To-do list:
**a.** Answer these questions using the defense spending text.
(i) What outlays for defense in 1982 did the Administration propose last March?
(ii) By how much did the Administration propose last fall to reduce its own request?
(iii) What name does the text give to the attitude that no one wants a needed weapon or military base in their backyard?
**b.** From the defense spending text, extract the stretch from "Approaches vary -- and" through "subtracting for inflation.".

Excerpted text:
|I know of no one -- absolutely no
one -- who is in favor of inadequate defense spending. We all recognize
the need for a ready and capable defense. That's the easy part. It is far
more difficult to determine what level and mix of spending makes for an
adequate and sufficient defense.
Approaches vary -- and confound.
Last March, the Administration proposed outlays
of $188.2 billion for defense in 1982 -- an increase of $26.7 billion over
1981 spending. Last fall, however, the Administration proposed to reduce
its own request by $2 billion in an effort to trim the deficit for this
year. Now, the Administration is preparing a defense budget for 1983. The
President is expected to ask for a 15 percent hike -- a 7 percent increase
after subtracting for inflation.
A recent Pentagon study shows the Reagan plan
requiring another $750 billion in defense spending over the next five years,
atop the $1.5 trillion already projected by the Joint Chiefs of
Everyone in Congress recognizes the need for a
stronger defense. So does the public, according to opinion polls. But reality
is not always a handmaiden to the wish. On the one hand, people want more
defense spending. On the other, they want lower taxes and a smaller federal
deficit. It is left to Congress to somehow reconcile this whipsaw of public
opinion. And there is another piece to the puzzle -- something I call the
"backyard syndrome." While everyone may recognize the need for a given
weapon or military base, no one wants it in their backyard.

Extracted records:
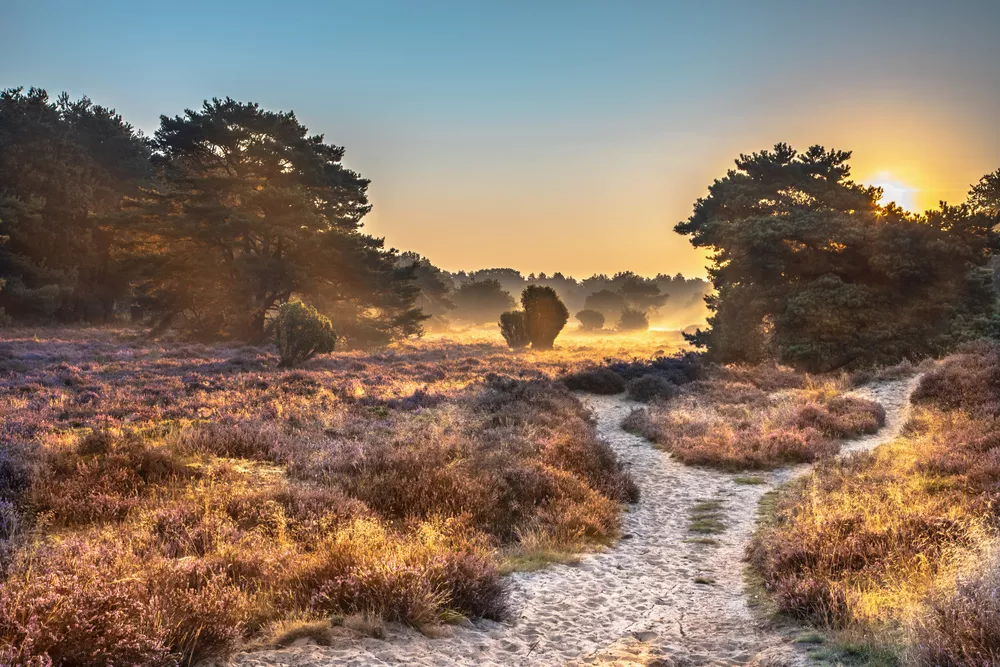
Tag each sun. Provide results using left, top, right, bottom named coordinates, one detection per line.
left=872, top=172, right=920, bottom=211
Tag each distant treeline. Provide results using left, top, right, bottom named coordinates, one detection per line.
left=401, top=260, right=711, bottom=336
left=0, top=88, right=706, bottom=346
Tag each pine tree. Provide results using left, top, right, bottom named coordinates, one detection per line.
left=134, top=98, right=424, bottom=343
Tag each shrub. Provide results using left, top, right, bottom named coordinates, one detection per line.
left=521, top=285, right=569, bottom=350
left=617, top=308, right=649, bottom=331
left=608, top=352, right=704, bottom=385
left=628, top=375, right=677, bottom=403
left=912, top=542, right=1000, bottom=667
left=500, top=310, right=531, bottom=350
left=749, top=344, right=1000, bottom=640
left=274, top=301, right=337, bottom=368
left=576, top=308, right=604, bottom=331
left=562, top=366, right=625, bottom=394
left=453, top=278, right=514, bottom=324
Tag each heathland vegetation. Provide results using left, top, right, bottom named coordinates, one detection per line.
left=0, top=89, right=1000, bottom=666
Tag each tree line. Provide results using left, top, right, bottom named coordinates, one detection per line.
left=675, top=144, right=1000, bottom=371
left=0, top=88, right=706, bottom=346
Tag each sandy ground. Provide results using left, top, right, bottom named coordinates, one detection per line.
left=233, top=378, right=917, bottom=667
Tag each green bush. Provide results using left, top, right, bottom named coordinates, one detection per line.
left=521, top=285, right=569, bottom=350
left=618, top=308, right=649, bottom=331
left=500, top=310, right=531, bottom=350
left=576, top=309, right=604, bottom=331
left=274, top=301, right=337, bottom=368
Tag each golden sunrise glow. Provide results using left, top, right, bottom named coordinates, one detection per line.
left=871, top=172, right=920, bottom=212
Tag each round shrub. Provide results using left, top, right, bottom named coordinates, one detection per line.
left=521, top=285, right=569, bottom=350
left=562, top=366, right=625, bottom=394
left=618, top=308, right=649, bottom=331
left=500, top=310, right=531, bottom=350
left=274, top=301, right=337, bottom=368
left=576, top=309, right=604, bottom=331
left=628, top=375, right=677, bottom=403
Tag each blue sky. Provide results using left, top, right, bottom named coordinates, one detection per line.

Complete answers:
**a.**
(i) $188.2 billion
(ii) $2 billion
(iii) The "backyard syndrome"

**b.**
Approaches vary -- and confound.
Last March, the Administration proposed outlays
of $188.2 billion for defense in 1982 -- an increase of $26.7 billion over
1981 spending. Last fall, however, the Administration proposed to reduce
its own request by $2 billion in an effort to trim the deficit for this
year. Now, the Administration is preparing a defense budget for 1983. The
President is expected to ask for a 15 percent hike -- a 7 percent increase
after subtracting for inflation.